The problem » Give the entries again in full. Nothing may be altered.

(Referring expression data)
__________
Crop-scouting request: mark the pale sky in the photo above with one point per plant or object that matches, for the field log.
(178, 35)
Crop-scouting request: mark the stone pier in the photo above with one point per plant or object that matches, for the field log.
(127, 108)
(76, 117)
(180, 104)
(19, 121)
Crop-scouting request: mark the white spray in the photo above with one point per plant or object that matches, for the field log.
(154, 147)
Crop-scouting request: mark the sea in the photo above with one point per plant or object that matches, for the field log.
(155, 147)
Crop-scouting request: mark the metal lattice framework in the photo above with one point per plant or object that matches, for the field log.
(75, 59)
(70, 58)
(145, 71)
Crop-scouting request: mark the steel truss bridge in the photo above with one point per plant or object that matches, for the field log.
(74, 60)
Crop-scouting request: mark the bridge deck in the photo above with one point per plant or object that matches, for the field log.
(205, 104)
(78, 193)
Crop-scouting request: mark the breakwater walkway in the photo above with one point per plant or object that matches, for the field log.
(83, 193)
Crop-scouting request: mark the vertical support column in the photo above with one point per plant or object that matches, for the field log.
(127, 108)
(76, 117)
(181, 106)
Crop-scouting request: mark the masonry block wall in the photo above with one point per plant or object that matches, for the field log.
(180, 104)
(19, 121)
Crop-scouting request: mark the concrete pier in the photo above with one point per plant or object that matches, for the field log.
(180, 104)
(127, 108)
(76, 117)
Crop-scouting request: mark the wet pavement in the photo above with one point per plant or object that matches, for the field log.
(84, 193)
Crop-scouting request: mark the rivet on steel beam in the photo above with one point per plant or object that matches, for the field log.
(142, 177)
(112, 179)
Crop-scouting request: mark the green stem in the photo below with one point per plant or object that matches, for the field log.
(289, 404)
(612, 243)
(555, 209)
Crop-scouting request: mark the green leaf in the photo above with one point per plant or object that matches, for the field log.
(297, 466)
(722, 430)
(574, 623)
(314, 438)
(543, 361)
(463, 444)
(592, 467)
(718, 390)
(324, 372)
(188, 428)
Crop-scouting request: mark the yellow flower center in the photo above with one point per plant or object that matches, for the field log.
__________
Exercise solution »
Crop-scouting request: mark the pale sky in the photo above with one point per plant or object that matches, for the field log.
(178, 35)
Crop-scouting request: mark the stone pier in the photo above with one point per plant or object that matches, for the field log.
(127, 108)
(76, 117)
(180, 104)
(19, 121)
Crop-scouting request: mark the white spray in the photo above with one point per plant or object that matches, for the field log.
(154, 147)
Crop-scouting request: mark the sea in the photo above with one point per plant or object that matches, for the field log.
(155, 147)
Crop-scouting request: mark the metal lattice framework in the photo above with one point per plant or object that matches, for the field log.
(75, 59)
(70, 58)
(145, 71)
Crop-scouting request: mark the steel truss bridge in the photo above with one point per plant or object that matches, for the field log.
(74, 60)
Crop-scouting request: mark the bridge deck in the photo above with one point per plant or object that matches, for the field log.
(205, 104)
(78, 193)
Crop-scouting request: mark the breakwater walkway in the photo above with one point per plant or object that matches, for the field log.
(83, 193)
Crop-scouting request: mark the vertical support column in the photo above with one point per plant or object that matches, for the field log.
(127, 108)
(76, 117)
(181, 106)
Crop-scouting request: mark the masonry block wall in the photo above with one point per plant or object that matches, for the field log.
(180, 104)
(19, 121)
Crop-scouting request: mark the concrete pier in the photo above with one point per plant or object that matches, for the field log.
(180, 104)
(127, 108)
(76, 117)
Crop-scouting request: mark the wet pavement in the photo above with one point per plant or object that matches, for the field log.
(84, 193)
Crop-scouting request: mark the rivet on steel beam in the photo above with one point per plant or object that matches, for the field log.
(142, 177)
(112, 179)
Crop-scouting request: mark the green stem in the photo below with one point per plant or object that matches, for the field log.
(289, 404)
(612, 243)
(555, 209)
Crop-scouting request: mark the green leaf in the photo above with one point per plant or object that matches, for the field log.
(297, 466)
(722, 430)
(574, 623)
(314, 438)
(543, 361)
(463, 444)
(592, 467)
(718, 390)
(324, 372)
(188, 428)
Crop-scouting request: mark the yellow flower center in the photo above with one point per plant or object that matches, for the field log.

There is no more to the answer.